▶ [Reading text]:
########

Skip to main content
. Author manuscript; available in PMC: 2021 Mar 22.
Published in final edited form as: Nat Med. 2019 Apr 1;25(4):679–689. doi: 10.1038/s41591-019-0406-6

Extended Data Figure 3: The generalized fold change extends the established (median-based) fold change to provide higher resolution in sparse microbiome data.

Extended Data Figure 3:

(a) In the top row, the logarithmic relative abundances for Bacteroides dorei/vulgatus, Parvimonas micra, and Fusobacterium nucleatum subsp. animalis -examples for a highly prevalent and two low-prevalence species- are shown as swarmplot for the control (CTR) and colorectal cancer (CRC) groups. The thick vertical lines indicate the medians in the different groups and the black horizontal line shows the difference between the two medians, which corresponds to the classical (median-based) fold change. Since Fusobacterium nucleatum subsp. animalis is not detectable in more than 50% of the cancer cases, there is no difference between the CTR and CRC median and thus the fold change is 0. The lower row shows the same data, but instead of only the median (or 50th percentile), 9 quantiles ranging from 10% to 90% are shown by thinner vertical lines. The generalized fold change is indicated by the horizontal black line again, computed as mean of the differences between the corresponding quantiles in both groups. In the case of the sparse data (e.g. Fusobacterium), the differences in the 70%, 80% and 90% quantiles cause the generalized fold change to be higher than 0. (b) The median fold change is plotted against the newly developed generalized fold change (gFC) for all microbial species (core set of microbial CRC marker species highlighted in orange). Marginal histograms visualize the distribution for both FC and gFC. (c) Scatter plots showing the relationship between FC and gFC and area under the Receiver Operating Characteristics (AUROC) or shift in prevalence between CRC and CTR, with Spearman correlations added in the top-left corners; gFC provides higher resolution (wider distribution around 0) and better correlation with the nonparametric AUROC effect size measure as well as prevalence shift, which captures the difference in prevalence of a species in CRC metagenomes relative to control metagenomes.

########

Data entries

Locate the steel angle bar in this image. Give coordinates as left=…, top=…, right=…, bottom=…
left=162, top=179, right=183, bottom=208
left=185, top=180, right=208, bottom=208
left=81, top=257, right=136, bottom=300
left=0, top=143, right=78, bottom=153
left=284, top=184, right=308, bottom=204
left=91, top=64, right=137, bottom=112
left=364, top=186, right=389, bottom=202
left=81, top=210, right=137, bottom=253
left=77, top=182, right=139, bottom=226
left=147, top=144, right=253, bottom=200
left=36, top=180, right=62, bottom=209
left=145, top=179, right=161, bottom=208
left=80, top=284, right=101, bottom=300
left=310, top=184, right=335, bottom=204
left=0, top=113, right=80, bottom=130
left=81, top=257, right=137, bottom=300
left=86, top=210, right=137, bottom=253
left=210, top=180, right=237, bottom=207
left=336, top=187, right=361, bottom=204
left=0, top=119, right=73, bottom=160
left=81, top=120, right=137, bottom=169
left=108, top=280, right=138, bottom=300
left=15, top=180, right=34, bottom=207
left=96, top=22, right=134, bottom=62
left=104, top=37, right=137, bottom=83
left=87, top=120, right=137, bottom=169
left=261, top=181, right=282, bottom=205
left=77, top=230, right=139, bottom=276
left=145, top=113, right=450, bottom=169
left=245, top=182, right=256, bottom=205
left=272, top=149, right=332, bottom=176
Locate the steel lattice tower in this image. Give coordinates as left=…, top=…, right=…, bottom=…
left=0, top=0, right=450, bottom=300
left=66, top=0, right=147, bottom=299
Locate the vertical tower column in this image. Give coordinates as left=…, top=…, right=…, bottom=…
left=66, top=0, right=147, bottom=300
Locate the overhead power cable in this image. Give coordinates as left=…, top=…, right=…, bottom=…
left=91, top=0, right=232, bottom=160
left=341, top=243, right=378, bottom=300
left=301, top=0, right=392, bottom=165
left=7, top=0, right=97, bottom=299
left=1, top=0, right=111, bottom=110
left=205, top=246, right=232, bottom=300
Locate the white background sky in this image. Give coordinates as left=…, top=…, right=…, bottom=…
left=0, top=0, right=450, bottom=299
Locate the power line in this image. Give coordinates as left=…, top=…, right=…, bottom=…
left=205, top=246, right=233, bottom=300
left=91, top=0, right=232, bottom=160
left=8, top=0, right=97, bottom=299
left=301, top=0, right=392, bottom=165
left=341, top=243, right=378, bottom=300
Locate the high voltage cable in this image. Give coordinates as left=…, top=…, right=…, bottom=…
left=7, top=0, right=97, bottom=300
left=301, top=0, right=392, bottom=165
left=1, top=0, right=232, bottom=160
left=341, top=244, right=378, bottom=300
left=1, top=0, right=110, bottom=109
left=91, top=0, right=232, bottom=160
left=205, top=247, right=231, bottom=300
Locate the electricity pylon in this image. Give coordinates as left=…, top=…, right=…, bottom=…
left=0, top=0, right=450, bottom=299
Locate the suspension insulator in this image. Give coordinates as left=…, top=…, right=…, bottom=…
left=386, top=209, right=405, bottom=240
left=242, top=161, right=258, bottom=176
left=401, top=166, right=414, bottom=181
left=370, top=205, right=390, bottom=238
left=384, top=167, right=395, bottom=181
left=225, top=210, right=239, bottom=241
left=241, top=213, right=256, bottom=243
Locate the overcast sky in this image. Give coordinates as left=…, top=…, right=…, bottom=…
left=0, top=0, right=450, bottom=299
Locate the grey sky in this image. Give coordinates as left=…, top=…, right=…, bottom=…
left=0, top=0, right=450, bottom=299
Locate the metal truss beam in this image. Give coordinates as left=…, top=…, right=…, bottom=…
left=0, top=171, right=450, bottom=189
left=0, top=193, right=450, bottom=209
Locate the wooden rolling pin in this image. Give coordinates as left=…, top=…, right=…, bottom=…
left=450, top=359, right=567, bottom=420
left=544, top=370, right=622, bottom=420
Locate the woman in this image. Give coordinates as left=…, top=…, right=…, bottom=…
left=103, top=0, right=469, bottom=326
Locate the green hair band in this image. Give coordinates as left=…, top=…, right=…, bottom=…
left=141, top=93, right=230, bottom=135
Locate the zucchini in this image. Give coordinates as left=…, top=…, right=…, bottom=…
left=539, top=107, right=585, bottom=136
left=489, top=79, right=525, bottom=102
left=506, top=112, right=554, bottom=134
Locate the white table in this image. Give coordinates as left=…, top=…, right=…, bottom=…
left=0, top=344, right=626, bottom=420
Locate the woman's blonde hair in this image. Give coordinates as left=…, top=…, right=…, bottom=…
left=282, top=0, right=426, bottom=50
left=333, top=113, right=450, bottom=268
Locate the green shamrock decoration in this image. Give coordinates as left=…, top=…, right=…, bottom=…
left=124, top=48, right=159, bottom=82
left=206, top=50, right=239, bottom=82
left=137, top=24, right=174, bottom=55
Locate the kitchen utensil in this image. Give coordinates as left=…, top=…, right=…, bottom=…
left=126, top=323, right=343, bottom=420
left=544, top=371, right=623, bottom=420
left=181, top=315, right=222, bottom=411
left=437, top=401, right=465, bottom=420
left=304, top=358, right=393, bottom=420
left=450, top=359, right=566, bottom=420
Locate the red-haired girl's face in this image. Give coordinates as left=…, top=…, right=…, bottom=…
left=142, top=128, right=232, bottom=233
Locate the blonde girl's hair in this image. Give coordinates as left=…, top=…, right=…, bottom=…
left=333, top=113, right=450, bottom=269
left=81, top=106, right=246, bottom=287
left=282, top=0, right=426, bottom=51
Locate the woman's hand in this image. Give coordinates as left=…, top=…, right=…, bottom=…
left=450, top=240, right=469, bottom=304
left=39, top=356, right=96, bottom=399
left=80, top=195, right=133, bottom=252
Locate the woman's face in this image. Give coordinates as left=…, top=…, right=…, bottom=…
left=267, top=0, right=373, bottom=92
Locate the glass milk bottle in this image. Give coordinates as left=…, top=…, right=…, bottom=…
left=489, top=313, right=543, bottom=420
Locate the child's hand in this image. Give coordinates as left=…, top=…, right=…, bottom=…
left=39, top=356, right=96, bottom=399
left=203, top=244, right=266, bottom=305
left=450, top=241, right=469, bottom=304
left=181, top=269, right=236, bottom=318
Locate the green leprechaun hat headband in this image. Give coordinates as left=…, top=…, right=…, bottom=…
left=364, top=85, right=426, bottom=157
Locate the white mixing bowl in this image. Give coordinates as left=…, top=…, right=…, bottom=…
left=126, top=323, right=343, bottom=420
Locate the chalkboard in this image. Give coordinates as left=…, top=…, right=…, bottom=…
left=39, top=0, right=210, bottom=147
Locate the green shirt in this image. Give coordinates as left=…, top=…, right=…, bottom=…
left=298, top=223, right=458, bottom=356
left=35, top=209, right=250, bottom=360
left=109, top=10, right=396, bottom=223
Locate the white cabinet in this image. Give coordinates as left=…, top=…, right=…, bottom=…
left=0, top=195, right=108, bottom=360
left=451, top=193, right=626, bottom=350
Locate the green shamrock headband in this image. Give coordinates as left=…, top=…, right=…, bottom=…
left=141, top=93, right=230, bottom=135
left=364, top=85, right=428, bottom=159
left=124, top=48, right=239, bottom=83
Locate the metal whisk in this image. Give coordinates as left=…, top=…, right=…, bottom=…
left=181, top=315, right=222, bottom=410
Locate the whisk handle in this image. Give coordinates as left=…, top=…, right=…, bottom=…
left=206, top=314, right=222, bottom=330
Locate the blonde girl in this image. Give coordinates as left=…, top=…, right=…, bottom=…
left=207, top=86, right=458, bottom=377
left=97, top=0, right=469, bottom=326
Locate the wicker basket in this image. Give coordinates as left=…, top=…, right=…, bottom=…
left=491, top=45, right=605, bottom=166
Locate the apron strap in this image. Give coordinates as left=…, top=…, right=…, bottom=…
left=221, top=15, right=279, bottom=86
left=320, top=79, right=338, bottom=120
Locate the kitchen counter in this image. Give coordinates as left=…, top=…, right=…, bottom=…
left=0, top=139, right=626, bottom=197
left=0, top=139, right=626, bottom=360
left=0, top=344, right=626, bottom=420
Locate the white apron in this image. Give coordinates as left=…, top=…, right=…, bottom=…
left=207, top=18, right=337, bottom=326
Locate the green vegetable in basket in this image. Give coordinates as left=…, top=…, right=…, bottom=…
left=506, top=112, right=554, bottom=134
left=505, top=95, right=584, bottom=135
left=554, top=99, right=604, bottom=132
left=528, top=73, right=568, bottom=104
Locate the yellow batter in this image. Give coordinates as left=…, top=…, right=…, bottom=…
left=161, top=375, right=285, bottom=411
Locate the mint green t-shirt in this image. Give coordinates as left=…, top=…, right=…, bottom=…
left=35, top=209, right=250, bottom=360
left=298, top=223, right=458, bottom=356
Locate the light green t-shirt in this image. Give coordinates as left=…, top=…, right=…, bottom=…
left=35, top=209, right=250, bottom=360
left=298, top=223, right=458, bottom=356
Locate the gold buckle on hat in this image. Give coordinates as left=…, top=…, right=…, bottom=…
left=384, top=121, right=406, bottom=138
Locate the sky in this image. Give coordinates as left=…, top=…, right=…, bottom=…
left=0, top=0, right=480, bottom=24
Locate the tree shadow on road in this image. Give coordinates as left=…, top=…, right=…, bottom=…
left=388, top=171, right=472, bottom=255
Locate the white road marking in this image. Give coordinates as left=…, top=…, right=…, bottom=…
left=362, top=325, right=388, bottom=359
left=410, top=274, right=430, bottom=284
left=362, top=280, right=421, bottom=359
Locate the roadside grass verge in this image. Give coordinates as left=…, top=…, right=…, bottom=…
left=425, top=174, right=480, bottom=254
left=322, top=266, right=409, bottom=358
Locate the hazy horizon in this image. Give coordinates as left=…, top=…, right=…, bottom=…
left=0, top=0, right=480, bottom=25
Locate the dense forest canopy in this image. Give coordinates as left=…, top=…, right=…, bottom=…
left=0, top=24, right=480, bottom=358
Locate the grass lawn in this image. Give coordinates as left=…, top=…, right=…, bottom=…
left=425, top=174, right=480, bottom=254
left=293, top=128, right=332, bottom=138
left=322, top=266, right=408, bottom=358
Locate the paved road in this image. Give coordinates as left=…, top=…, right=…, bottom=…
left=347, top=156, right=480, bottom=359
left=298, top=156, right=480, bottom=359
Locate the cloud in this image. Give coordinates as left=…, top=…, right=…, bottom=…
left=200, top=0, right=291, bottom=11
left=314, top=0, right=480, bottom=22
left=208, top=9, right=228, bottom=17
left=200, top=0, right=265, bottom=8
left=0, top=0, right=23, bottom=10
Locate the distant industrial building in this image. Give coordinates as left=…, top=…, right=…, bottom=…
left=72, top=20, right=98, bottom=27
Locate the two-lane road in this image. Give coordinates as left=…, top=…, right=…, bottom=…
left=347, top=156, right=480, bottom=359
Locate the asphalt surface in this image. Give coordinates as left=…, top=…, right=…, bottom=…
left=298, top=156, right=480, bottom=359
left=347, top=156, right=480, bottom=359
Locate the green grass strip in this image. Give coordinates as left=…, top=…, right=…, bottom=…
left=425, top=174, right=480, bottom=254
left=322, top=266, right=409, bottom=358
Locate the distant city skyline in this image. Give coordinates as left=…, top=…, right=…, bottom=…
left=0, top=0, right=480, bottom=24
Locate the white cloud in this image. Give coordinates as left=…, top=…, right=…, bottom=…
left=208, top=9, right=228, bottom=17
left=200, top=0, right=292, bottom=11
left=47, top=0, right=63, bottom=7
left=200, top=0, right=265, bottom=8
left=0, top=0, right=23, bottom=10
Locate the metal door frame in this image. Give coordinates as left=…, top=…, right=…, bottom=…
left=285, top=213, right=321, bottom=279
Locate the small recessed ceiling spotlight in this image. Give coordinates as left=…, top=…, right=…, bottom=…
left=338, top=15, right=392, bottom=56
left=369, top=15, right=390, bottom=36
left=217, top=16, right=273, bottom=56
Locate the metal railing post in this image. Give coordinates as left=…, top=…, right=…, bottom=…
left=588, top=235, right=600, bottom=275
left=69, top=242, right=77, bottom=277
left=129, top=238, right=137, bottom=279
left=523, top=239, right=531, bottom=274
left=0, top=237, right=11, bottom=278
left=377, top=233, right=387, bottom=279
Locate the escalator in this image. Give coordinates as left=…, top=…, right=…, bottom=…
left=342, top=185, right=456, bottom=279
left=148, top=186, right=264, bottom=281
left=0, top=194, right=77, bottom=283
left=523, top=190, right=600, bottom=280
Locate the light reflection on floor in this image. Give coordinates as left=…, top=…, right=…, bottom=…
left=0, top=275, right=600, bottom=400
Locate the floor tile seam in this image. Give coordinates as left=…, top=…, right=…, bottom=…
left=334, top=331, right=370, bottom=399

########

▶ [Required action A]:
List the three species the fold-change caption names in part (a) as examples.
▶ [Required action B]:
Please print the fold-change caption between "Published in final" and "sparse microbiome data.", inclusive.
Rely only on the fold-change caption for what follows.

▶ [Answer section A]:
Bacteroides dorei/vulgatus, Parvimonas micra, Fusobacterium nucleatum subsp. animalis

▶ [Answer section B]:
Published in final edited form as: Nat Med. 2019 Apr 1;25(4):679–689. doi: 10.1038/s41591-019-0406-6

Extended Data Figure 3: The generalized fold change extends the established (median-based) fold change to provide higher resolution in sparse microbiome data.